**Lista de exercícios:**
a: No texto sobre o banco da praça, liste as atividades que aparecem logo depois de "Estão lá para".
b: Continue o texto sobre o banco da praça a partir do ponto em que ele termina.

Estou cada vez mais convicto de que a vida nada mais é do que um banco da praça. Ali você se senta como porto seguro para contar todas as suas histórias. Igual ao Forrest Gump. Não importa se são verídicas, se cada detalhe de fato aconteceu. São verdades para o personagem de Tom Hanks.

Quem se senta ao seu lado são a família, os amigos, os colegas, conhecidos e todo o círculo humano que você construiu. Ouvem atentamente seus flashbacks trazidos da memória. Comentam, aconselham, participam. São coadjuvantes da sua existência. Mas, é bom que se diga, muitos deles não estão nem aí para a sua trajetória protagonista. Estão lá para ler um jornal em paz, dar milho aos pombos, esperar o cachorro fazer cocô, aguardar a pessoa de um encontro marcado no Tinder. Ou simplesmente pousaram para descansar. O fato de vocês estarem lado a lado não significa necessariamente uma proximidade. Apenas era naquele momento o único lugar vago.

Durante a pandemia, nossas interações têm se tornado cada vez mais virtuais. É normal. Ou melhor, novo normal. Quem se encontra presencialmente é visto como um criminoso ou, no mínimo, irresponsável. E nas redes sociais tenho observado que esse comportamento fugaz é ainda mais frequente, fazendo com que a analogia seja ainda mais verdadeira. No começo disso tudo, dessa nova era tecnológica, acreditávamos que tínhamos muito o que dizer para centenas de milhares de pessoas. Que poderíamos chegar aos ouvidos do Presidente em apenas seis graus de separação. Ou, metaforicamente falando, que precisaríamos de um coreto e de um megafone para falar com a multidão que criamos ao redor de nós mesmos. Bobagem. Não é nada disso. Talvez no filme até haja essa passagem de um profeta conduzindo seu turbilhão. Na realidade distante das redes sociais, um banquinho de madeira para você expor suas ideias e seus sentimentos é mais do que o suficiente.

**Dados extraídos:**
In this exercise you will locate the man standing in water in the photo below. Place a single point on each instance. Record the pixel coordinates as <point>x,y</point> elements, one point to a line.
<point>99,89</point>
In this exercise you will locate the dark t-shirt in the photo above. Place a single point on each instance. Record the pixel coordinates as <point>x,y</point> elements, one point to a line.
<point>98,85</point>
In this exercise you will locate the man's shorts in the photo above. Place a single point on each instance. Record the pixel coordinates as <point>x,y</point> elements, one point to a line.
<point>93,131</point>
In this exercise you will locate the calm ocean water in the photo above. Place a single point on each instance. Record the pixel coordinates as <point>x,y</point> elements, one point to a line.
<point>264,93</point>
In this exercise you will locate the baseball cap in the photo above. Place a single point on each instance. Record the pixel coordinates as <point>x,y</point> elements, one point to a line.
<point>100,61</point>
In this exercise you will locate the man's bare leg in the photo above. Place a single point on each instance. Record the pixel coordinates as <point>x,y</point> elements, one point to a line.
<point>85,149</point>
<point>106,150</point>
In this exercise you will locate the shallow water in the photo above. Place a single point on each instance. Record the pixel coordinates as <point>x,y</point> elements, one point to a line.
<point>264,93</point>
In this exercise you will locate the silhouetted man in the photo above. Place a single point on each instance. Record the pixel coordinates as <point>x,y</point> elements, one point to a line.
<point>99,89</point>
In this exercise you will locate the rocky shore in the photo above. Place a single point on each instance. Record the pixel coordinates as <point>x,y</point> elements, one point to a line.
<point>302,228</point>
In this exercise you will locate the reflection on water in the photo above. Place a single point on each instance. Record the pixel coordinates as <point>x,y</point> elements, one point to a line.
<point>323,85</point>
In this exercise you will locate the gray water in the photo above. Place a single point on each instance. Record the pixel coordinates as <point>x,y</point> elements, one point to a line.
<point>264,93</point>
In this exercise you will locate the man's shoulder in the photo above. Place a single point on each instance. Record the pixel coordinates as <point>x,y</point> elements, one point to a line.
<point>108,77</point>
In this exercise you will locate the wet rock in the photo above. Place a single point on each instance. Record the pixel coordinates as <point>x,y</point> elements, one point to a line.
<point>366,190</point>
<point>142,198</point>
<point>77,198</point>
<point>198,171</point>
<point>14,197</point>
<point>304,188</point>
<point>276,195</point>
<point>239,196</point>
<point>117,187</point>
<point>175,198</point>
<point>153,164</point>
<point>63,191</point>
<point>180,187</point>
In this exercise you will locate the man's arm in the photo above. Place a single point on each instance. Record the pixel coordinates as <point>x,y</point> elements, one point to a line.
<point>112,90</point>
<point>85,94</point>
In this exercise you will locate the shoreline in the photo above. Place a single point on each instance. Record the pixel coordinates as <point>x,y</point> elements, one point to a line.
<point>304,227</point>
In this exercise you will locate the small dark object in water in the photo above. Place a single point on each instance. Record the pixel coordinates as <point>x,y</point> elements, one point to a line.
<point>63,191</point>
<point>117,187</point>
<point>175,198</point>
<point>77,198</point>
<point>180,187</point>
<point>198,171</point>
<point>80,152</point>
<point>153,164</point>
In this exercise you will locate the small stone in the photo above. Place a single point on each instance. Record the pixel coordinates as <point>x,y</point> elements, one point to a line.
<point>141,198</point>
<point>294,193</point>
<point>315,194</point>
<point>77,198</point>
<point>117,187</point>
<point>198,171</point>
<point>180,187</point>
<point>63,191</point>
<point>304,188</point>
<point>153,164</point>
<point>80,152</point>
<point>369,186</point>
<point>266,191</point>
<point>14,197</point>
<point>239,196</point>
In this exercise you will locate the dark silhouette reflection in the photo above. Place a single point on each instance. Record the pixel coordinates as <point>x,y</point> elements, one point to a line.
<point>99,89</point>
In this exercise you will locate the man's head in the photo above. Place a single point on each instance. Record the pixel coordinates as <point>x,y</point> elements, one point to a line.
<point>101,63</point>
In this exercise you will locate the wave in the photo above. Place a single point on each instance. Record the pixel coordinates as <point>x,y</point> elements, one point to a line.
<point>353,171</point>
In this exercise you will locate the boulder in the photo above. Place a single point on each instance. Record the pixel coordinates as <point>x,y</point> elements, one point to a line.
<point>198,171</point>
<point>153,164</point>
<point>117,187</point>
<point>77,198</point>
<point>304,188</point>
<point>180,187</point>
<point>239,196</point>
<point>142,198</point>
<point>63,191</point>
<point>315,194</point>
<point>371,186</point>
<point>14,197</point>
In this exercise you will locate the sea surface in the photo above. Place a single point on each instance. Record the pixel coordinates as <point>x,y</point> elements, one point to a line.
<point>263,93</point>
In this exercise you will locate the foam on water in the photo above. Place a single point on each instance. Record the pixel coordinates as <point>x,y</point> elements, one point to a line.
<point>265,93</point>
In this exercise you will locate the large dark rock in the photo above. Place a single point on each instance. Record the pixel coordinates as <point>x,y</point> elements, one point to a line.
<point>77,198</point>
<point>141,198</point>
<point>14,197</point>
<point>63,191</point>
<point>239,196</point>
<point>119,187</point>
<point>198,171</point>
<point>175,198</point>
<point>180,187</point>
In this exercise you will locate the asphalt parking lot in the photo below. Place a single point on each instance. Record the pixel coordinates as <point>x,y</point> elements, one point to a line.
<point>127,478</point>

**Respostas escritas:**
a:
- ler um jornal em paz
- dar milho aos pombos
- esperar o cachorro fazer cocô
- aguardar a pessoa de um encontro marcado no Tinder

b:
E essas pessoas, seus interlocutores, vão e vêm de modo tão natural quanto o voo de um canário. São seus comparsas por questão de efêmeros minutos. Te admiram e te ignoram solenemente na mesma proporção. Alguns vão embora sem sequer se despedir. Lembra daquele seu amigo de infância, com quem você se dava muito bem? Trocava suas íntimas e secretas confidências e, passado o cronômetro da vida, se dá conta de que hoje vocês não têm mais nada a ver? Ou aquele revolucionário colega de faculdade que, com o tempo e a necessidade de ganhar dinheiro, virou casaca? São eles os figurantes passageiros de sua história. Sentam-se e levantam-se para dar lugar ao outro.

Em épocas tão voláteis, líquidas e gasosas como a de hoje, basta uma fagulha para esse vínculo se esvair. Você pode até compreender esse afastamento por causa de divergências e incompatibilidades políticas e ideológicas. Só que esse banquinho da era digital é capaz de promover o distanciamento social até por questões de afinidade. Se as gerações X, Y, Z ou qualquer letra de um alfabeto vindouro mal conseguem ver um vídeo ou ouvir uma música até o final, o que dizer então em relação a suas histórias? Você se tornou chato, obsoleto, cansativo. É hora de elas procuraram outro lugar pra passar seus próximos 15 minutos.

Em compensação, é muito gratificante encontrar indivíduos dados como personagens mortos que reaparecem no banco da sua vida. Pessoas que lá atrás jamais seriam seus coadjuvantes. Ou nem estavam previstas pra entrar nesse roteiro. E de repente, não mais que de repente, chegam chegando e ocupam um lugar de destaque. Te indicam uma vaga de emprego sem você pedir. Te curtem não apenas para fazer número com o joinha. Te curtem de verdade. E daí surge, quem sabe, uma relação bem mais estreita que o espaço do banco.